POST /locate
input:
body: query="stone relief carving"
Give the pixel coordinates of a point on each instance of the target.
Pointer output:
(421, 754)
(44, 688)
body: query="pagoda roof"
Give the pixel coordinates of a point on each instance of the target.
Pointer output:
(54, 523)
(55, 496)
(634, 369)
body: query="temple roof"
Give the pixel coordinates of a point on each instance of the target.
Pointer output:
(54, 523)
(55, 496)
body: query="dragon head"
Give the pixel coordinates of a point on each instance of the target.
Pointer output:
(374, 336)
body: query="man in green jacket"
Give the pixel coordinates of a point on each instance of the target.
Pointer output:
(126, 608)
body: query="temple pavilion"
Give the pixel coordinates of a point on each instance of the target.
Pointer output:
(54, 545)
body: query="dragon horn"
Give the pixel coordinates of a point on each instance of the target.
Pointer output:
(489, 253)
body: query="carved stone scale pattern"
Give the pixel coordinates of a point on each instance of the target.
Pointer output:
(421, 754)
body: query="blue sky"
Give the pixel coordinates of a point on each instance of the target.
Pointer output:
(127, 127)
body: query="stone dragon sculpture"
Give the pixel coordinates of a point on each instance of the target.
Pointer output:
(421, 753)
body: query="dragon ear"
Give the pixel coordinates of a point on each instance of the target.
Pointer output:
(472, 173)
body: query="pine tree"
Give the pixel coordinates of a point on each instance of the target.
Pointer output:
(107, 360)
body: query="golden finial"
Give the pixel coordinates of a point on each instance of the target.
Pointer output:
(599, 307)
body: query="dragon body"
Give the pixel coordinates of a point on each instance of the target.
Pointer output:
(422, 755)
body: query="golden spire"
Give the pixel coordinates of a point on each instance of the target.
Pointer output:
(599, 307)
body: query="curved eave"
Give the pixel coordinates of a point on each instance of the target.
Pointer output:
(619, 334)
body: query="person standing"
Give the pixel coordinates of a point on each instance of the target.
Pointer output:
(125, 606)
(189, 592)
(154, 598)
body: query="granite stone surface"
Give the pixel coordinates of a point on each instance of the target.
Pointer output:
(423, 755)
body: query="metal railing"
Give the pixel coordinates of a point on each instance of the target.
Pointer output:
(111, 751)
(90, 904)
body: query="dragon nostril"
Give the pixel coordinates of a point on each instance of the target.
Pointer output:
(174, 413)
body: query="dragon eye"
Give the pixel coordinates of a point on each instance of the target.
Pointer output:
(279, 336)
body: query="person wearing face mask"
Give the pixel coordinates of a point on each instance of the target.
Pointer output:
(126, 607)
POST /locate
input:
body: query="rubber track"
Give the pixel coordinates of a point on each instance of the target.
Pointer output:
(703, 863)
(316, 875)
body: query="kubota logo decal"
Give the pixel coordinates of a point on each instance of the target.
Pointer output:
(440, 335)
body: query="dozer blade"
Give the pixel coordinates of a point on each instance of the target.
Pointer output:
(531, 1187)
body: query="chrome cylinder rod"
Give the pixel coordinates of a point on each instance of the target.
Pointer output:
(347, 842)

★ ★ ★ ★ ★

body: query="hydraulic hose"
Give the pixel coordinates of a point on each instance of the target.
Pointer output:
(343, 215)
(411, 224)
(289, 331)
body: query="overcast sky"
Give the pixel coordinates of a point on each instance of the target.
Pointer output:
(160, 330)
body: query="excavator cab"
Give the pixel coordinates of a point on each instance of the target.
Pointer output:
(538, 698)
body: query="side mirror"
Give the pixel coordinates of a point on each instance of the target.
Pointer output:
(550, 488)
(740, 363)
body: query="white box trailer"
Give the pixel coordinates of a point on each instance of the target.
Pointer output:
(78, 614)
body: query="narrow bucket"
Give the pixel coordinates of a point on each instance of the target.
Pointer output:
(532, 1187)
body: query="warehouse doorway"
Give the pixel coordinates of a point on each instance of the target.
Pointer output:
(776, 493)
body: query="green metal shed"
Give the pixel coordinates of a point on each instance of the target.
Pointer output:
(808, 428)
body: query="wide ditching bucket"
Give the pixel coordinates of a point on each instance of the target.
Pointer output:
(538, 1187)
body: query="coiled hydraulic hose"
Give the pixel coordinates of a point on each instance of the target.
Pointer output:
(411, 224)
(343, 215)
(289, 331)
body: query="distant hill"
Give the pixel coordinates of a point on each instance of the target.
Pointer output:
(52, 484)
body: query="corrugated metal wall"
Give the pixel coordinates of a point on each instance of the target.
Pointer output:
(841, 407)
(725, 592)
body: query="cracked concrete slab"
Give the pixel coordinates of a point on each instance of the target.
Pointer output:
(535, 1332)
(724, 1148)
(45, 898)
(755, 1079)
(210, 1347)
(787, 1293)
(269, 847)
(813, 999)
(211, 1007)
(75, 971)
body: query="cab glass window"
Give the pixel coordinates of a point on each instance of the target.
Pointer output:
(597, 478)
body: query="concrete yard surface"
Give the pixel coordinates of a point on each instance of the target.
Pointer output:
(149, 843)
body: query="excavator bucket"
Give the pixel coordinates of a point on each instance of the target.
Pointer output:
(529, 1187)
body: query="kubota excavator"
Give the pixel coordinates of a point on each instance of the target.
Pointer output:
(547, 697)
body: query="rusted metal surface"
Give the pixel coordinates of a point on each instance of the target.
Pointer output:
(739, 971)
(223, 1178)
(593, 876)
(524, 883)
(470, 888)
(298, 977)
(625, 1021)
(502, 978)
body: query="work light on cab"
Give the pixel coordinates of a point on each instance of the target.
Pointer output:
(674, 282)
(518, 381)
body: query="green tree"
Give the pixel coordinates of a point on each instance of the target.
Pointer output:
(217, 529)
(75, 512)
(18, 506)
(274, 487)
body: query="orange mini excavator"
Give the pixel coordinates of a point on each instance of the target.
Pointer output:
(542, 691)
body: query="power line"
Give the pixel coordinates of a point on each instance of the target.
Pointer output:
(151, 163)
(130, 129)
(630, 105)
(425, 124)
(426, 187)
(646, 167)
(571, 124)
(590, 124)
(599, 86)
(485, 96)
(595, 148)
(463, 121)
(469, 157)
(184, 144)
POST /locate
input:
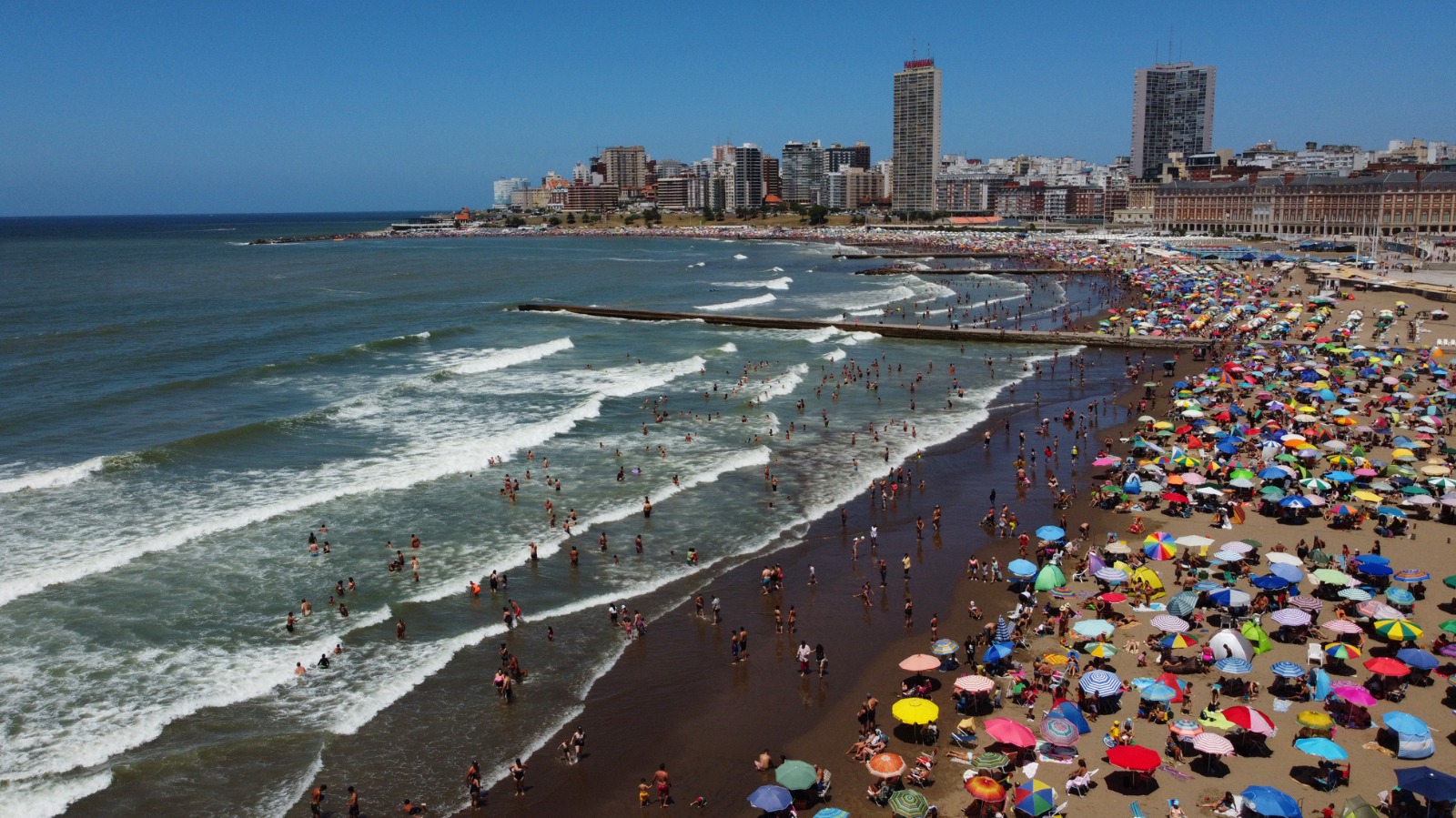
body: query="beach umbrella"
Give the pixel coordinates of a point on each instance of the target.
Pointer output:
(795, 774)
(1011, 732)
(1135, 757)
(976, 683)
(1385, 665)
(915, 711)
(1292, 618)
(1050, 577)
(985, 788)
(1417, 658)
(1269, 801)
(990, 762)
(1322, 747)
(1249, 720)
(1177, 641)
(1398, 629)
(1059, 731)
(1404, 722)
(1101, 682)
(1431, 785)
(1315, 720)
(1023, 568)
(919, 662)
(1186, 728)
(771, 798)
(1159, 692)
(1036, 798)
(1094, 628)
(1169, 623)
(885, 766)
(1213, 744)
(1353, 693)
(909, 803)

★ ★ ★ ★ ★

### DIRECTIVE
List every line in the entries that contains the word "stone".

### THE SOLUTION
body: query="stone relief carving"
body: query="carved stone scale pattern"
body: query="stone dragon sculpture"
body: query="granite stone surface"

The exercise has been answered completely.